DOCUMENT EXTRACT below:

Namibia surpassed Australia and Canada in 2021 to become the world’s second largest primary producer of uranium oxide.
The country has two significant uranium mines (Rössing Uranium and Swakop Uranium, after the Langer Heinrich Uranium mine was placed on care and maintenance during 2018), which together provide 12% of the world’s uranium oxide output.
These figures were confirmed by Rössing Uranium’s managing director Johan Coetzee on Wednesday at the launch of 2021 Rössing Uranium’s report to stakeholders.
In 2021, Rössing Uranium produced 5.1% of the world’s output.
Coetzee stated Rössing mined 20.7 million tonnes of material in 2021, which is 7% more than 2020, of which 10 million tonnes was ore (9% more than 2020), with waste and low-grade ore being 10.7 million tonnes and 0.2 million tonnes of waste dumped in the pit.
In total, Rössing Uranium produced 2882 tonnes of uranium oxide, which is 393 tonnes more than the 2020 production.
The latest financials show that Rössing’s revenue was lower than 2020 by 6%, with 11% increase in sales volume year-on-year.
Total revenue amounted to N$4.26 billion, compared to N$4.52 billion in 2020.
Furthermore, net profit after tax from normal operations amounted to N$193 million, compared to N$443 million in 2020.
The impact of the exchange rate, combined with cost pressure, resulted in this reduced net profit.
“Rössing remains committed to supporting local suppliers. During previous years, most of the procurement expenditure was on local suppliers, amounting to N$2.25 billion or 75% of total procurement expenditure,” said Coetzee.
Life-of-mine extension project
According to Coetzee, funds were made available to conduct a feasibility study to extend Rössing’s life-of-mine.

End of DOCUMENT EXTRACT.
PROVIDED RECORDS below:

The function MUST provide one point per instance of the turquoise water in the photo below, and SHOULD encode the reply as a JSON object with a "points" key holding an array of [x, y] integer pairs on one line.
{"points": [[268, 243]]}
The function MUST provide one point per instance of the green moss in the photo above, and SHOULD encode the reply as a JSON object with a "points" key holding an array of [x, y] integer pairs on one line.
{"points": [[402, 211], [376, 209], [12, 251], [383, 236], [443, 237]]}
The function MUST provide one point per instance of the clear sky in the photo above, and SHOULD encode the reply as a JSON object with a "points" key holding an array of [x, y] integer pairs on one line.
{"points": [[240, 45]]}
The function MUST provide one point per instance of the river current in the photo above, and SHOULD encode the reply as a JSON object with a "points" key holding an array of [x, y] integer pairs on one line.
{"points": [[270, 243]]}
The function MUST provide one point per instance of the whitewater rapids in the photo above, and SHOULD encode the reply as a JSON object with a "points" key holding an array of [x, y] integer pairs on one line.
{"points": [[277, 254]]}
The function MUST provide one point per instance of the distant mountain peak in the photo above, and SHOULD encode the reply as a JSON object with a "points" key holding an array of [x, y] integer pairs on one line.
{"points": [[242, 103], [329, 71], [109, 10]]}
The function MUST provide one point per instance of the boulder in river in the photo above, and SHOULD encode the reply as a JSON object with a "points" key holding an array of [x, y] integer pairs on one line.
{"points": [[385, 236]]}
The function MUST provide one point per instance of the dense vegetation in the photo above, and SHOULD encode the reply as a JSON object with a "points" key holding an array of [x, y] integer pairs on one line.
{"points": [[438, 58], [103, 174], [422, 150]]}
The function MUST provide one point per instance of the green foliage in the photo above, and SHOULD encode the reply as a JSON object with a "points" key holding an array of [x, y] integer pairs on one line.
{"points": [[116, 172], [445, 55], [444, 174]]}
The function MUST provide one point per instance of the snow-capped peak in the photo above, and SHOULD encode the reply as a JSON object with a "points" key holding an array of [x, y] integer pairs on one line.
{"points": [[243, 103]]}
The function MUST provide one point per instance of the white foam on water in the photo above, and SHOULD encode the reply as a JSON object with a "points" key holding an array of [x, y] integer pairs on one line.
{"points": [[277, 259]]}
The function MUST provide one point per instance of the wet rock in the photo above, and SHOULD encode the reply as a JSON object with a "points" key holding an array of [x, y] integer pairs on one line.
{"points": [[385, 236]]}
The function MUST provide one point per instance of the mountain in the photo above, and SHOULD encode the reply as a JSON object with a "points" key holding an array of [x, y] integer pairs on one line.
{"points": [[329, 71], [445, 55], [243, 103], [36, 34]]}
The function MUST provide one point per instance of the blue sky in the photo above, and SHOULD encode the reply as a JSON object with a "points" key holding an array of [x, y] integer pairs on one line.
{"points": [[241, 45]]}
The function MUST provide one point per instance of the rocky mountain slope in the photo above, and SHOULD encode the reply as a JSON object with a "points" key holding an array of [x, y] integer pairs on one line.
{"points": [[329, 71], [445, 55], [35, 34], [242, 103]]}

End of PROVIDED RECORDS.

### EXERCISE
Please proceed with the article on Namibia's uranium production, continuing it from its last sentence. The records are from a separate source unrelated to the text.

### EXPECTED ANSWER
“A project team was appointed to conduct the study, which will be completed by mid-2022. The project will inform an investment decision by the end of 2022 that will consider several aspects, such as the extension of the current open pit and the tailings storage facility as well as the processing plant and infrastructure upgrades required to sustain production beyond,” the MD elaborated.
At the same occasion, mines deputy minister Kornelia Shilunga said the ministry, through its vision and strategic mission, provides access to Namibia’s geological, mineral and energy resources for sustainable economic growth, equal benefit and prosperity to all Namibian citizens.
This, she said, is with a core focus on promoting the optimal exploitation of Namibia’s mineral resources and integrating the mining industry with other sectors of the economy for the overall socio-economic development of the country.
The deputy minister further applauded the mine for the majority of the procurement expenditure spent on Namibian registered suppliers.